▸ Task item
From the listing below, copy only the lines from the line that contains "column 18, row 9." to the line that contains "246, row 194.", counting those two lines as part of the copy.

▸ Data to examine

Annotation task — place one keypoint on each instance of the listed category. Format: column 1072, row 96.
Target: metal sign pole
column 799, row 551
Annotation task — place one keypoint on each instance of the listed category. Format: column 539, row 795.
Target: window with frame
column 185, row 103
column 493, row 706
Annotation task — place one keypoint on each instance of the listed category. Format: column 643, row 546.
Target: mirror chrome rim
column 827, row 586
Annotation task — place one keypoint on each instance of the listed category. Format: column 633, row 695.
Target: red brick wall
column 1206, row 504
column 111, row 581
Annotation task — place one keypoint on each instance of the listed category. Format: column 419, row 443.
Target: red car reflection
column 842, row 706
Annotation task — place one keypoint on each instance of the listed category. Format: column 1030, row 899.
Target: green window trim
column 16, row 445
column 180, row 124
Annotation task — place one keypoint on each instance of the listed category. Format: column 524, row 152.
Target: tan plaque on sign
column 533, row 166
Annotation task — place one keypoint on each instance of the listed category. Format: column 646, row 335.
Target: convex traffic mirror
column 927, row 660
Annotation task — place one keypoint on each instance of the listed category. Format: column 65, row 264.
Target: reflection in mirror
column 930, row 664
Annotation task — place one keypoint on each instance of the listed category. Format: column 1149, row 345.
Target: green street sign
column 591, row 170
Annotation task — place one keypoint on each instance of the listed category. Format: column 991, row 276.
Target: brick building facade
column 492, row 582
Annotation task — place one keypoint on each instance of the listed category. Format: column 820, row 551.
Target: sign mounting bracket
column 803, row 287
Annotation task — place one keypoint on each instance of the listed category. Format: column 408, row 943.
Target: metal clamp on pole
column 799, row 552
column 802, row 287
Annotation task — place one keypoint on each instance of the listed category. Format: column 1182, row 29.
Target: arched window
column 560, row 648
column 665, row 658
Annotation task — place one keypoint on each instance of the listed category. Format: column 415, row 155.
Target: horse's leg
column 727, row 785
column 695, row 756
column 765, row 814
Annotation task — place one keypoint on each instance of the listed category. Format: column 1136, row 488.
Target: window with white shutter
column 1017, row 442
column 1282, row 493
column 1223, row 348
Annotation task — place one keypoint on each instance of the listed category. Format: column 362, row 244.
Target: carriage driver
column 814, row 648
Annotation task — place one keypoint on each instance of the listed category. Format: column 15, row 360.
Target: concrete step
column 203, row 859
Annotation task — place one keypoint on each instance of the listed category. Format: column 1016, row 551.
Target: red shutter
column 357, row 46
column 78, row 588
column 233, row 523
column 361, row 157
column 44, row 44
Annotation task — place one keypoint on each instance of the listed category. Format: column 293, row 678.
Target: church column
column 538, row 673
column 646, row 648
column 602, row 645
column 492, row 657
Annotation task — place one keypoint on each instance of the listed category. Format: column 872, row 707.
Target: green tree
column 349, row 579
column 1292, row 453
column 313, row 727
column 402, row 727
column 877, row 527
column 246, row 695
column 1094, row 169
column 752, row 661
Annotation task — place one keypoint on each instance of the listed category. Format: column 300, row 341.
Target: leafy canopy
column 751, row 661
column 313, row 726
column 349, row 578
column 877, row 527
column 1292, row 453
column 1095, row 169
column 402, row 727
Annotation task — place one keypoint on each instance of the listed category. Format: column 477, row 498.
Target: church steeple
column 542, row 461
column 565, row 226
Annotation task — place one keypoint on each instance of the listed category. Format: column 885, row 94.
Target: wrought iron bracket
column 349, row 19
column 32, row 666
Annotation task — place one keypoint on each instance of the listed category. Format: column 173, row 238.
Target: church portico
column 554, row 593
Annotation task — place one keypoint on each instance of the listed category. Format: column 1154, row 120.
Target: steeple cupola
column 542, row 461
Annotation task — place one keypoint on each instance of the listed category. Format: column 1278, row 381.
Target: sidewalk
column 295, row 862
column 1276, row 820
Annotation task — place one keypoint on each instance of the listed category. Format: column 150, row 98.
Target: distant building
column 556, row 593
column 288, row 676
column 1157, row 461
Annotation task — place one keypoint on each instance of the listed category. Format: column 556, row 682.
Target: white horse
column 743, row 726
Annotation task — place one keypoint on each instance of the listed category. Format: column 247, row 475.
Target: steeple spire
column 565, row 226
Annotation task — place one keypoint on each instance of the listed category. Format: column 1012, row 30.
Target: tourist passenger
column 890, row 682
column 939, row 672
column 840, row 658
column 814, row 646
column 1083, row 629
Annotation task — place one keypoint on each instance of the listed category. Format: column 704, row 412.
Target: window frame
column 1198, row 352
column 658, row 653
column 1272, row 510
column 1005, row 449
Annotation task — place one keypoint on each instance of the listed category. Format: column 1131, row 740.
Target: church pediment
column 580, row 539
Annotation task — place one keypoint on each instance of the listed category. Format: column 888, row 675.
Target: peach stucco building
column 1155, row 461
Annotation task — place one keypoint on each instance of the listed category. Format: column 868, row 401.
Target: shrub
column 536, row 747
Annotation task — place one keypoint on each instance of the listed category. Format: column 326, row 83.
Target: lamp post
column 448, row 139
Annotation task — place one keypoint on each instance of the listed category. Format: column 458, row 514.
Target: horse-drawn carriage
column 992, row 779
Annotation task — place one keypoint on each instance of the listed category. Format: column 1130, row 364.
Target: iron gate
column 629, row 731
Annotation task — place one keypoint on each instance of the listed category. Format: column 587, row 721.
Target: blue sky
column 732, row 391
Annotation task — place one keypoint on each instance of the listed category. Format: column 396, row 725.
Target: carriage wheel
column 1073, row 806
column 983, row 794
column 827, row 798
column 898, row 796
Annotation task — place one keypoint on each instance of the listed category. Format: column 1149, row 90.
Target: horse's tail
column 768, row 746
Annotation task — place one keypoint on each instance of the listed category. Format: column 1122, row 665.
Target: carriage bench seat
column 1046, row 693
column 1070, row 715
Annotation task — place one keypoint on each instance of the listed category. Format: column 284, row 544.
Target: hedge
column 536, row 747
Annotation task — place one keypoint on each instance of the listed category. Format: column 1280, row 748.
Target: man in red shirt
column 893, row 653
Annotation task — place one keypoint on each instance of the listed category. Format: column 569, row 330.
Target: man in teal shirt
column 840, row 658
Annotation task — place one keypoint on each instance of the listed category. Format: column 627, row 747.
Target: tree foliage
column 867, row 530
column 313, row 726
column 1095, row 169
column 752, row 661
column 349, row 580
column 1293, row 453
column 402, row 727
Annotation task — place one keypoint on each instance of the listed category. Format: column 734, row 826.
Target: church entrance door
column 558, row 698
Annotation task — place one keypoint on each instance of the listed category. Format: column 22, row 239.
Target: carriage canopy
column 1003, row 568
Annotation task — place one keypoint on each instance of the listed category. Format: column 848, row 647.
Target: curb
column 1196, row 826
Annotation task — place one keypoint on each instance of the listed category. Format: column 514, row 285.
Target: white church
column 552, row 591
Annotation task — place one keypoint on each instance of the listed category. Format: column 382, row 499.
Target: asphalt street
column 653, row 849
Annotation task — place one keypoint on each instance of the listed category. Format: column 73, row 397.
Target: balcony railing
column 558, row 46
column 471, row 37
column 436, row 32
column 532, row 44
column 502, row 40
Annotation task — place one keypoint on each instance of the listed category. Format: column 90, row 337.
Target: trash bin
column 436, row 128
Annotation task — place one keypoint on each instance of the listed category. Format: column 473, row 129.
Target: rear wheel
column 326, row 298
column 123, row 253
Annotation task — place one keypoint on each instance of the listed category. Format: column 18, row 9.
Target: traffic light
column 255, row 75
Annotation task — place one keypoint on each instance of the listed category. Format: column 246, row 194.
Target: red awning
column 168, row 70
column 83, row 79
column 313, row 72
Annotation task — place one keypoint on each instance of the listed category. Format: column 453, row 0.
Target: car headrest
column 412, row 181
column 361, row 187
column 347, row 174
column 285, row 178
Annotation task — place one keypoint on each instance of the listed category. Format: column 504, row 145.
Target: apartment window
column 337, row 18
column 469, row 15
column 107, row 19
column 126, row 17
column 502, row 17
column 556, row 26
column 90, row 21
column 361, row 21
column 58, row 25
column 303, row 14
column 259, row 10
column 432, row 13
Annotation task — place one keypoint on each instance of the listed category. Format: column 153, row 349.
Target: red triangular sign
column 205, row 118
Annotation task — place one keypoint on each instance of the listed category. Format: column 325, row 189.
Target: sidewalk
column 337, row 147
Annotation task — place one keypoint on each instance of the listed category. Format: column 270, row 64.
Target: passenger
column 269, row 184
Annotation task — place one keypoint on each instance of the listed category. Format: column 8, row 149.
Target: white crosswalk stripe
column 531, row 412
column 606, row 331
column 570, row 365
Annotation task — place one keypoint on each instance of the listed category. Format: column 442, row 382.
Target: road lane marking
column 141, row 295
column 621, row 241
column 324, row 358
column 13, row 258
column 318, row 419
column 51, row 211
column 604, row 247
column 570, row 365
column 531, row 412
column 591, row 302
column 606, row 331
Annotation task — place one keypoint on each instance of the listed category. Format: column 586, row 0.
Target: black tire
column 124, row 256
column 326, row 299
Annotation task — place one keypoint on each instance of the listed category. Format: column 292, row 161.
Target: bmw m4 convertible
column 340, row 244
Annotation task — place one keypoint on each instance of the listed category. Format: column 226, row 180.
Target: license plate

▸ Solution below
Annotation task — place one keypoint on each instance of the listed category. Format: column 18, row 9.
Target: traffic light
column 255, row 75
Annotation task — place one keypoint on each instance of the listed category. Format: column 246, row 194.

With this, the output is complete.